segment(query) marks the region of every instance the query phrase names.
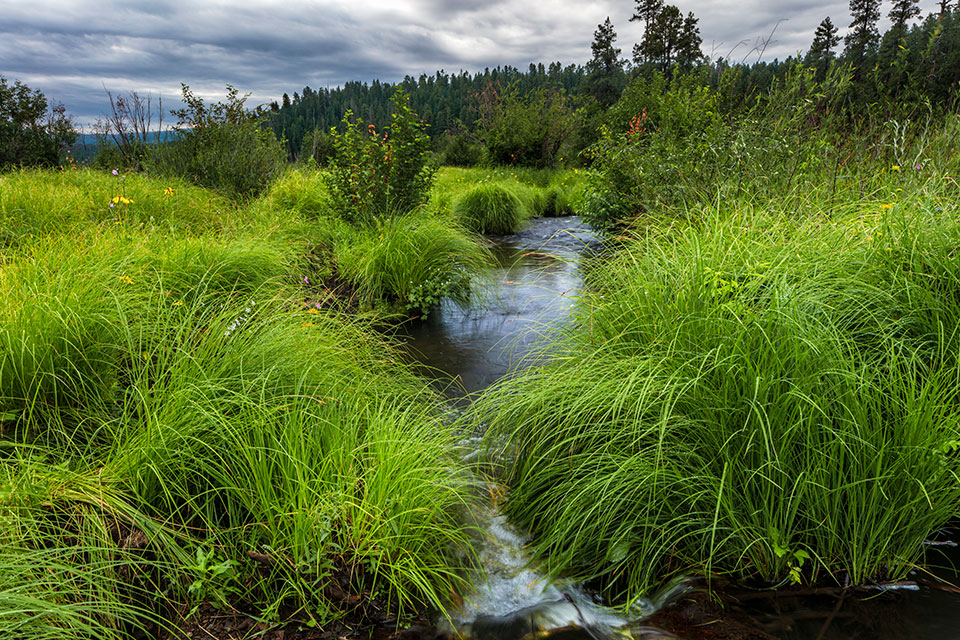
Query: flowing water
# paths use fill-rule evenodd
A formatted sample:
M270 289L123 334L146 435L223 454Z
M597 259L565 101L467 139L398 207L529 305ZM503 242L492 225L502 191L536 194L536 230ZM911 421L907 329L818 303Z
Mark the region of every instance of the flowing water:
M471 394L523 366L527 356L544 348L551 331L570 321L583 284L580 260L599 248L596 235L578 218L535 219L520 233L491 241L498 264L484 301L469 309L445 302L427 320L408 328L411 353L438 383L443 381L447 395L461 408ZM490 487L492 496L500 491ZM456 632L476 640L542 632L571 640L678 637L637 621L681 593L682 586L637 603L628 614L615 612L579 585L539 572L525 552L526 536L506 521L496 502L491 499L480 515L487 579L452 615ZM952 569L941 577L956 584ZM849 598L761 592L766 595L736 608L758 633L784 640L960 638L960 595L912 583L898 587ZM717 637L764 637L728 631L730 635Z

::::

EXERCISE DIRECTIONS => Reproduce the material above word for word, omitting the picture.

PROBLEM SOLUTION =>
segment(query) marks the region of every instance the query phrase names.
Query: flowing water
# paths use fill-rule evenodd
A formatted sample:
M270 289L123 334L146 435L223 454Z
M597 259L565 101L467 139L398 207L529 305ZM503 242L492 225L502 191L536 194L536 230ZM911 421L907 329L818 303Z
Mark the region of every instance of the flowing water:
M471 394L523 366L527 356L544 348L551 331L570 321L583 284L580 260L599 248L596 235L578 218L535 219L520 233L491 241L498 264L484 301L469 309L445 302L427 320L408 328L411 353L438 383L443 381L447 395L461 408ZM490 487L492 496L500 491ZM456 632L476 640L542 632L571 640L678 637L637 621L681 593L682 586L637 603L628 614L615 612L579 585L539 572L525 552L526 536L506 521L496 502L491 499L480 515L487 579L452 615ZM952 569L941 577L956 584ZM849 598L761 592L766 595L736 608L758 633L784 640L960 638L960 595L912 583L898 587ZM717 637L764 637L728 631L730 635Z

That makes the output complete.